Escovedo and his band began playing shows again in October 2004 in their home base of Austin, Texas, and last year started putting material together for a new CD, with Cale (an acquaintance since 1978) as producer. “John, he’s a very intense person,” Escovedo said. “I think that intensity is what he brought to it. We knew that it was an important record to make, and that people were expecting something pretty great … or pretty intense, at least in terms of content, because of what I had been through.”
The Boxing Mirror was released in May 2006 to enthusiastic reviews – clearly not charity notices out of respect for what Escovedo had been through. The All Music Guide could barely contain its glee: “It’s music that combines real-life poetry with a prismatic vision of life under the skin, in the place where the heart pumps real blood; emotions get tangled up in this mix and are expressed in unexpected, often uncomfortable, ways. The Boxing Mirror reels and struts, waltzes, and falls down, but always gets back up again. Rock-and-roll music has been extended in the various articulations of these songs. In the 21st Century, this is what singer/songwriter albums are supposed to sound like. The Boxing Mirror is brilliant, and it is his masterpiece.”
“I didn’t want a black record,” Escovedo said. “I didn’t want it just to be about Hepatitis C. I wanted it be about having gone through that experience. It could have had something to do with Hep C or not. It could have been any disease, or any sort of tragic event that happens in your life. But being able to have the support of this person, my wife, and these people, these friends that I found, this family of musicians and people who love the songs. … That’s what I wanted it to say more than anything: That it was a great time. It was a great moment. It was a celebration.”
Escovedo’s voice sometimes suggests the drama of Nick Cave, or the left-field clarity of the best Bowie. There’s the wry edge of Elvis Costello. And the careful but muscular minor-key musical backdrops offer defiance, loss, and wisdom in equal measure.

EXERCISE PROMPT >> Extend the passage on Escovedo and The Boxing Mirror, picking up after its final sentence.

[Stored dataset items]
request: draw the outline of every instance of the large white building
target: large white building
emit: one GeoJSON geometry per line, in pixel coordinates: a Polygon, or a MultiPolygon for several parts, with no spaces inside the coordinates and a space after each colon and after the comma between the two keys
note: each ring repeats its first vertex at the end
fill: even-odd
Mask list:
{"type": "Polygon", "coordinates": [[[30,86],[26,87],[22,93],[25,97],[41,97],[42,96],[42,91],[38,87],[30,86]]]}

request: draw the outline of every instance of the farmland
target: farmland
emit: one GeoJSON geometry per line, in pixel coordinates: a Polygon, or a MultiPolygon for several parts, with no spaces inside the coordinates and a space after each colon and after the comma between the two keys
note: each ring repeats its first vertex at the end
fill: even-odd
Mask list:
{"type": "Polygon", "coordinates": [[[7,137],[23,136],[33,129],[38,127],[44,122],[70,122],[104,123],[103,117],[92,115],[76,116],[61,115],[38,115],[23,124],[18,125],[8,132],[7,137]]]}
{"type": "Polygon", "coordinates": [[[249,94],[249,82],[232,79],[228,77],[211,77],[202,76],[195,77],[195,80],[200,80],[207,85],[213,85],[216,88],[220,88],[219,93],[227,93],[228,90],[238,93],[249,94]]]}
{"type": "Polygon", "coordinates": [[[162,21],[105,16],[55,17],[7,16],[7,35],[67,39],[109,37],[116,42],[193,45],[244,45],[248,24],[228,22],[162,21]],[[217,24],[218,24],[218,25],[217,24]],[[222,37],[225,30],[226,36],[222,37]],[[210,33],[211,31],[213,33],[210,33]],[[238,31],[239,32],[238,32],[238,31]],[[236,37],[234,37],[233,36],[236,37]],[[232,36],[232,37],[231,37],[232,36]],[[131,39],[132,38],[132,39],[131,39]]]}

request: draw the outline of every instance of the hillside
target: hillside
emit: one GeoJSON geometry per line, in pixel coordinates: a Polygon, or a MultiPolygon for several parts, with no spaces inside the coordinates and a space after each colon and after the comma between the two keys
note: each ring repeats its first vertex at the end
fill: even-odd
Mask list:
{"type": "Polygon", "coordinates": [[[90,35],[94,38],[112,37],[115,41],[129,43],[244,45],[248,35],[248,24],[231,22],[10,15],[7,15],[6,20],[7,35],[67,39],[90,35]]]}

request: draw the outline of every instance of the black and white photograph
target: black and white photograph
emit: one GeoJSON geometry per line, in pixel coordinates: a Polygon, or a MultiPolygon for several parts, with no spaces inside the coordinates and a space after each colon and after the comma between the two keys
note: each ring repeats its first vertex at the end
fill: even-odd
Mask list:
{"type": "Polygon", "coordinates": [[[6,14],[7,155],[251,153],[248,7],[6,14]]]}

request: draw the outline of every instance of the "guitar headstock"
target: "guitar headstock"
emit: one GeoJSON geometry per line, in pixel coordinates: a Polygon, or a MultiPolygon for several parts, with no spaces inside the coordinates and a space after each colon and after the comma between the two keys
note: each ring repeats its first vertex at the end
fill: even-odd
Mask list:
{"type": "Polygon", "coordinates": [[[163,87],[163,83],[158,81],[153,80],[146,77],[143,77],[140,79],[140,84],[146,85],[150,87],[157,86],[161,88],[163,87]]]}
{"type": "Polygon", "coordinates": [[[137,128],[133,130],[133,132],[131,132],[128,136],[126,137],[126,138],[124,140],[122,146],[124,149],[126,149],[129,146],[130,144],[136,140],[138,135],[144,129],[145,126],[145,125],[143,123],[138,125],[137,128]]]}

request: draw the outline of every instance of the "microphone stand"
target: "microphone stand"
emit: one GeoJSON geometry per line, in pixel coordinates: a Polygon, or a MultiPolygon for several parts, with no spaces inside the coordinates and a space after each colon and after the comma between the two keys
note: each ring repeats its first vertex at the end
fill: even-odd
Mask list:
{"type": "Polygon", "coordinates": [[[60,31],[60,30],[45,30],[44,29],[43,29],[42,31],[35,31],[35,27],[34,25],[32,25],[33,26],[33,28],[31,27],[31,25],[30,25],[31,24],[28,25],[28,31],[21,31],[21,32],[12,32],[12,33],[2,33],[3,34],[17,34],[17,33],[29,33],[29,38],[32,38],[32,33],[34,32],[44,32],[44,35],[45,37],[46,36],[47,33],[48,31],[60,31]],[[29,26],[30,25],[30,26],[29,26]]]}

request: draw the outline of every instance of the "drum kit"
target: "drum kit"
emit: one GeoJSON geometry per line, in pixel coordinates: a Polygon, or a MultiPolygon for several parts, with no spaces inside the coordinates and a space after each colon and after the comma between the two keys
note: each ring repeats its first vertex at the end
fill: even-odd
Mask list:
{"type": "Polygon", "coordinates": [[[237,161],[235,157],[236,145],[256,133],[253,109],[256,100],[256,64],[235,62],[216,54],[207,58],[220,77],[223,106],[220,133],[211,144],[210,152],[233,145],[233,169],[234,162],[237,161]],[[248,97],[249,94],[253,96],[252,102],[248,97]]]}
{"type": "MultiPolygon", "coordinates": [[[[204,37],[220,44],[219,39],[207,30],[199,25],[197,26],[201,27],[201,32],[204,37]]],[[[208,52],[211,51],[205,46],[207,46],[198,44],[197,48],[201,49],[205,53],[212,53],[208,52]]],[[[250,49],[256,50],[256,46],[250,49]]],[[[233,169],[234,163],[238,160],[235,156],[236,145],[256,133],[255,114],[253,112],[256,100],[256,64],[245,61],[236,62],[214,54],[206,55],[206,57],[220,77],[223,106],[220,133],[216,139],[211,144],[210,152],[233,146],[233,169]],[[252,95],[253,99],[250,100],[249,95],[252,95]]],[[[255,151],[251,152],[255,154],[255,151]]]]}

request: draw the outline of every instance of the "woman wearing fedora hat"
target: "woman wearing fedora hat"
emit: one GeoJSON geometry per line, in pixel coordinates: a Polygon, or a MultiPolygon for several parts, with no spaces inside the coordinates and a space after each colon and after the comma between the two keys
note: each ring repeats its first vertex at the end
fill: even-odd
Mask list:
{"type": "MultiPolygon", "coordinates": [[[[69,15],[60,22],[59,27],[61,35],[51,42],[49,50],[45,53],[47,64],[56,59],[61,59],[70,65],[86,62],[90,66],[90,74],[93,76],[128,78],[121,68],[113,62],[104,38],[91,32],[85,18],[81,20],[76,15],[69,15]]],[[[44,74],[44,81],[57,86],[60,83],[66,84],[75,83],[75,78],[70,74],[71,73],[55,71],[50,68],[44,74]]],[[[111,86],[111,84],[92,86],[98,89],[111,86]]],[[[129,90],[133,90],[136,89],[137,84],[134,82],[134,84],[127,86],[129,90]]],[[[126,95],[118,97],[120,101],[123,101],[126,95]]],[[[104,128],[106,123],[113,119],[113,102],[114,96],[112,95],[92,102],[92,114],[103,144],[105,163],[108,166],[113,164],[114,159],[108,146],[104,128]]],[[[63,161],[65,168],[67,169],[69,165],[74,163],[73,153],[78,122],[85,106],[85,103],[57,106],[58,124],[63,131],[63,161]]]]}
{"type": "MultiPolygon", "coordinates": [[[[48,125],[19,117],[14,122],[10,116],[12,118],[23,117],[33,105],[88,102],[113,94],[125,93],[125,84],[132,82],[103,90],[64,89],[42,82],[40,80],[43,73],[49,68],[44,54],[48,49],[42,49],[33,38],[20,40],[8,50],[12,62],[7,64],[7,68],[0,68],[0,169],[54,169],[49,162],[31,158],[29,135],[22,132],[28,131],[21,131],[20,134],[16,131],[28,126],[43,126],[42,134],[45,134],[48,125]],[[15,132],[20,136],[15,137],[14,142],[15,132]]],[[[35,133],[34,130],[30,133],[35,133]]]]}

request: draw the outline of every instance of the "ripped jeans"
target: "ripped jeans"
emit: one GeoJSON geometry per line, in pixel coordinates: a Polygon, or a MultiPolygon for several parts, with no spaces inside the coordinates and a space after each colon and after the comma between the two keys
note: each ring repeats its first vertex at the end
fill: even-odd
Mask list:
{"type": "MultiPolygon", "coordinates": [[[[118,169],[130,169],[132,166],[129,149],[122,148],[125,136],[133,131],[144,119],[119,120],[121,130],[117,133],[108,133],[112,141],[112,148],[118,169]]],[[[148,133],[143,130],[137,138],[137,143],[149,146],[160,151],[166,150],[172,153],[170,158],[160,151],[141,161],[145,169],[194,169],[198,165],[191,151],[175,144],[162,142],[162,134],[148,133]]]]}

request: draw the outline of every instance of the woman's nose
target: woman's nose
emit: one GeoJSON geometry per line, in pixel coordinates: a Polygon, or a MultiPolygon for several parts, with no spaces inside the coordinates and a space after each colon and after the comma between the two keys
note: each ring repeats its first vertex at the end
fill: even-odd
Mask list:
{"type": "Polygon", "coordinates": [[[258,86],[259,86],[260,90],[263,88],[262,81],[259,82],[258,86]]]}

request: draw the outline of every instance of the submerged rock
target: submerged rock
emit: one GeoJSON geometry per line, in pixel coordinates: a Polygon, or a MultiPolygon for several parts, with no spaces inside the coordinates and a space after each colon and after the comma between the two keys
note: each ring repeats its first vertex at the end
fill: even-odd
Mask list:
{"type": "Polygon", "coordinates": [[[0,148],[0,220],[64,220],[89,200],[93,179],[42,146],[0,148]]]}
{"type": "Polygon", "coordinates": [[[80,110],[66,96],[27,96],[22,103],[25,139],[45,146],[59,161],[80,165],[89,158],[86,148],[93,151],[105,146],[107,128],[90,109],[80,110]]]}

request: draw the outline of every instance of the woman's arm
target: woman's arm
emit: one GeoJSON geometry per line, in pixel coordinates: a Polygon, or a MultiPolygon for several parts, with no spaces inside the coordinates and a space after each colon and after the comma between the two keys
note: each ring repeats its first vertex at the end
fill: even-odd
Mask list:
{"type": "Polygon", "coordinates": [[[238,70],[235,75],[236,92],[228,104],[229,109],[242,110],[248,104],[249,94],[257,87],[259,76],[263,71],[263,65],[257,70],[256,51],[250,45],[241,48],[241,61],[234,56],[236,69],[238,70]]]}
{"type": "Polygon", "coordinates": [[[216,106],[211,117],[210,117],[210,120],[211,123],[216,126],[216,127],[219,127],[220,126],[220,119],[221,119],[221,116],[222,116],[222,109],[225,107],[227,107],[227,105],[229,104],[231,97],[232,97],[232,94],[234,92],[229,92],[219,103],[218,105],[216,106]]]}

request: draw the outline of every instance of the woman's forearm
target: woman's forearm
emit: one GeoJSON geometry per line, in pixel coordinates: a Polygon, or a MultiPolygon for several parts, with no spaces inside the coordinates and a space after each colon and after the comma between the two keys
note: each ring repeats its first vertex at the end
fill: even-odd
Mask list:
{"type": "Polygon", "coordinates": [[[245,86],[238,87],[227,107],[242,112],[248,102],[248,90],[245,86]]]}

ANSWER TO THE PROBLEM >>
Despite its back story, The Boxing Mirror isn’t remotely sentimental. Tough, honest, and lovely, it’s appropriately titled, with elements of both fight and reflection. On the opening track, the narrator separates his past and present selves: “I turned my back on me / And I faced the face of who I thought I was.”
Escovedo has made changes because of Hepatitis C, for instance giving up alcohol. He’s had to separate the lifestyle of being a working musician from the process of creating music. “I feel like a different person,” he said. “I feel like I’m more prepared to deal with whatever happens out here.”
Quitting drinking, he said, “helps me focus more on music. I feel like I’m more about being out here to play and constantly getting turned on by music than other things.”
One reason The Boxing Mirror doesn’t come off as cheap is because its words and music are appealingly elusive. Escovedo said the poetry of his wife, Kim Christoff, was a major influence, and her words are set to music on a handful of songs, including the phenomenal “Notes on Air,” a squealing rocker with its “truce made of rubber.”
“She’s truly a poet,” Escovedo said of Christoff. “I’m not a poet. I’m a songwriter. I believe that her words are much freer than mine – more open, and abstract I guess you could say. But there’s still deep emotional quality to the words.”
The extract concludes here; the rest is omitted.